Report each line in the data below that contains the word "dishwasher", copying every such line in full.

# START OF Data provided

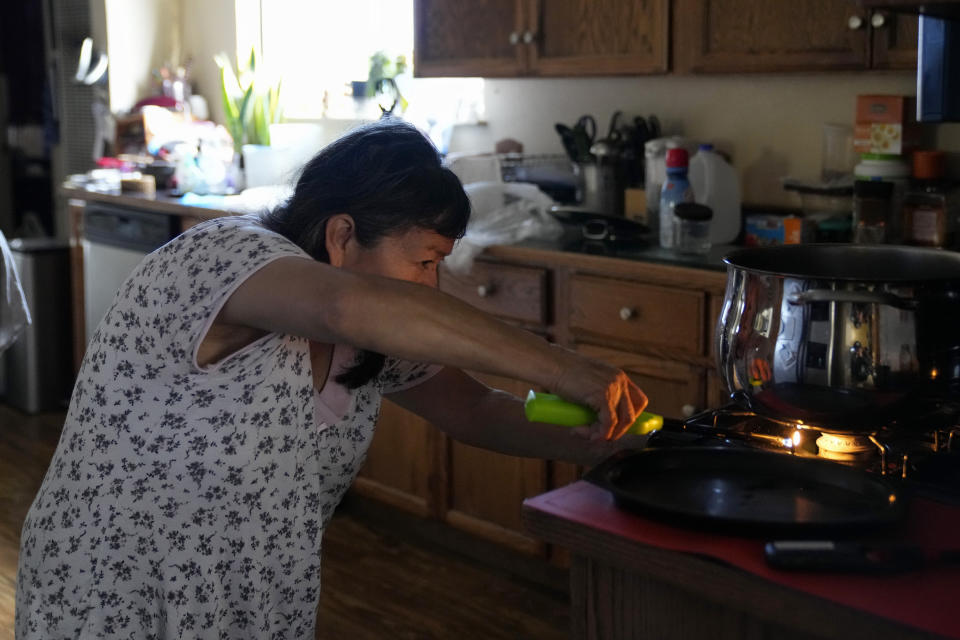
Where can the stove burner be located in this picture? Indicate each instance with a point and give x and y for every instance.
(908, 451)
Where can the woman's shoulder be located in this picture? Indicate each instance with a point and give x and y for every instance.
(234, 234)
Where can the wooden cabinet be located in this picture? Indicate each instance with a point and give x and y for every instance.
(802, 35)
(596, 37)
(469, 38)
(510, 38)
(653, 321)
(414, 466)
(637, 313)
(401, 468)
(511, 292)
(540, 37)
(486, 489)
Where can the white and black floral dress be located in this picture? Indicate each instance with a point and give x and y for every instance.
(186, 501)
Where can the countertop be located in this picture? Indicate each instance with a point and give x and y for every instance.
(585, 519)
(572, 241)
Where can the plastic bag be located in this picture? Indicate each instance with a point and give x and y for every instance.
(14, 314)
(502, 213)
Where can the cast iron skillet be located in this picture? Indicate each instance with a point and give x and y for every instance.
(749, 492)
(601, 227)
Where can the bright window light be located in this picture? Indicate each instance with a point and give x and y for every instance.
(319, 47)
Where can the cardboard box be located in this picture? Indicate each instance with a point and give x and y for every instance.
(885, 124)
(762, 230)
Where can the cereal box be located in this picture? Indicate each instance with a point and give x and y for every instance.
(885, 124)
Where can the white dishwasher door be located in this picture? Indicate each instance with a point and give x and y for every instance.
(105, 267)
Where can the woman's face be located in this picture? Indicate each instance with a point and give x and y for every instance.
(413, 256)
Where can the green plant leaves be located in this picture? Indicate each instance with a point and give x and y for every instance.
(249, 105)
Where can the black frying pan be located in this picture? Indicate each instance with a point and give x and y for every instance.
(602, 227)
(749, 492)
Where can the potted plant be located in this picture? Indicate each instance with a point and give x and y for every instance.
(381, 79)
(250, 104)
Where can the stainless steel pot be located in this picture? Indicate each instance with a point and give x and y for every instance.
(840, 336)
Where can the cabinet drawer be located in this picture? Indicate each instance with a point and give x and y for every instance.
(516, 293)
(638, 313)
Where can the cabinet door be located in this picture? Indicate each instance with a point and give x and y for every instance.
(468, 38)
(595, 37)
(401, 468)
(894, 40)
(675, 389)
(765, 35)
(487, 489)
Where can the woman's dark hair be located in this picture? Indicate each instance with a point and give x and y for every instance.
(389, 178)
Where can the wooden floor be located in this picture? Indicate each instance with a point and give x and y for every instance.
(377, 583)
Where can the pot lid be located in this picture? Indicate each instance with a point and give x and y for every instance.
(866, 263)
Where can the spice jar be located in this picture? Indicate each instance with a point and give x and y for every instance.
(691, 227)
(871, 210)
(925, 208)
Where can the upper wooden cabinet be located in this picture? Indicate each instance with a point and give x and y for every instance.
(800, 35)
(469, 37)
(540, 37)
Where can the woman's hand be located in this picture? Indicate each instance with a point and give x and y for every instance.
(608, 390)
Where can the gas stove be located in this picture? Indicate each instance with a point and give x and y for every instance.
(922, 454)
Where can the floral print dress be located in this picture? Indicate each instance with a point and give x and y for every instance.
(186, 501)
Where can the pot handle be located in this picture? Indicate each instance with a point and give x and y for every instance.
(865, 297)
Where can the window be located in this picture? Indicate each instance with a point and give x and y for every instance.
(319, 47)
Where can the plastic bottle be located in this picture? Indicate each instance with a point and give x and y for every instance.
(676, 188)
(715, 184)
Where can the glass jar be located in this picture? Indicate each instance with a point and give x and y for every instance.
(887, 168)
(871, 210)
(691, 227)
(925, 207)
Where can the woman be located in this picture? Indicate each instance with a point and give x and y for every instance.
(228, 397)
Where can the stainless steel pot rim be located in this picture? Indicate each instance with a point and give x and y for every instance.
(863, 263)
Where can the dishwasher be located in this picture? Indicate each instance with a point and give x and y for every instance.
(115, 240)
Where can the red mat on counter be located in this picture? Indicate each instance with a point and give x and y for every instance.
(927, 599)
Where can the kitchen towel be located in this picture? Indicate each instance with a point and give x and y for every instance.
(14, 314)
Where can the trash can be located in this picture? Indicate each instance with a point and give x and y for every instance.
(39, 365)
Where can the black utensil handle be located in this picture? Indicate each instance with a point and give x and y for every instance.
(843, 556)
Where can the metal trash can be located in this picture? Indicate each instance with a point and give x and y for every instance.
(39, 365)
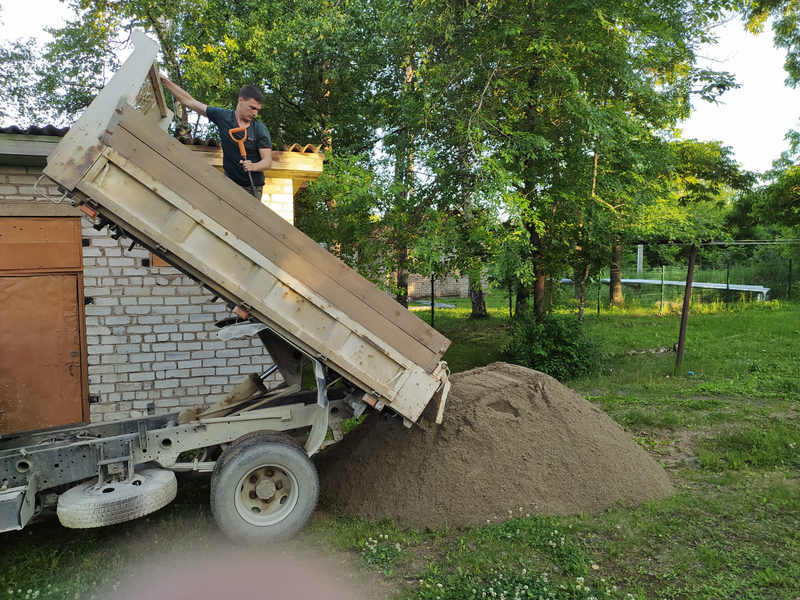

# END OF Data provided

Written solution »
Where can the white dishwasher door be located in this picture? Indicate each instance with a point and give x and y for every instance.
Where can the dishwasher be located in this picture? Indicate each instance with a point and give x and y for every instance.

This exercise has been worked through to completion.